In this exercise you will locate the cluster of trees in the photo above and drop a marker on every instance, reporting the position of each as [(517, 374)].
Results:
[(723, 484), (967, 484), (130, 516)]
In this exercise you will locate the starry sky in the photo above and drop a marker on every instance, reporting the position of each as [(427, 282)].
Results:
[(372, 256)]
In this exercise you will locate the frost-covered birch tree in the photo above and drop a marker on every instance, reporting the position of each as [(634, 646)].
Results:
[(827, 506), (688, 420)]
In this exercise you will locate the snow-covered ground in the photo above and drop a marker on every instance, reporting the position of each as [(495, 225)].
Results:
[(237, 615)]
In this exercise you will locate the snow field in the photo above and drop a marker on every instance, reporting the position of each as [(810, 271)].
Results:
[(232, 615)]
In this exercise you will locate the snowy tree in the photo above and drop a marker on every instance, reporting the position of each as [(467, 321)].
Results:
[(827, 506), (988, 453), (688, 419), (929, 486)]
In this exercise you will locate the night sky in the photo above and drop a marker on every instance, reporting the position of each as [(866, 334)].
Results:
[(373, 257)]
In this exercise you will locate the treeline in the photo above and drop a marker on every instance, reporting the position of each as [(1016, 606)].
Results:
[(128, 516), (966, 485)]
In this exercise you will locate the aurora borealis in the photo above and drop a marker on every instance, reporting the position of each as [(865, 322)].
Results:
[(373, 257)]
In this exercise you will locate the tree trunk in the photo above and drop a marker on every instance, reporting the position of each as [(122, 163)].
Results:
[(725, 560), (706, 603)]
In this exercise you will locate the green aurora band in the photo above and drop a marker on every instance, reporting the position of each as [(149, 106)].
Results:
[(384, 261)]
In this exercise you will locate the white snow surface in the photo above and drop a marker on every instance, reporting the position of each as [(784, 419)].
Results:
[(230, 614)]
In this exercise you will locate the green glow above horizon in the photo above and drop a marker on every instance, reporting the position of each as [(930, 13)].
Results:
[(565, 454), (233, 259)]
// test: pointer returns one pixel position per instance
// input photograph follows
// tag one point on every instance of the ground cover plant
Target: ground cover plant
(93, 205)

####

_What is being asked_. Rewrite the lines, requests included, starting with the line that contains "position per instance" and going on through the last line. Shift every coordinate in the answers by -46.

_Response to the exercise_.
// test: pointer returns one pixel position per instance
// input photograph follows
// tag one point on every instance of the ground cover plant
Target: ground cover plant
(47, 159)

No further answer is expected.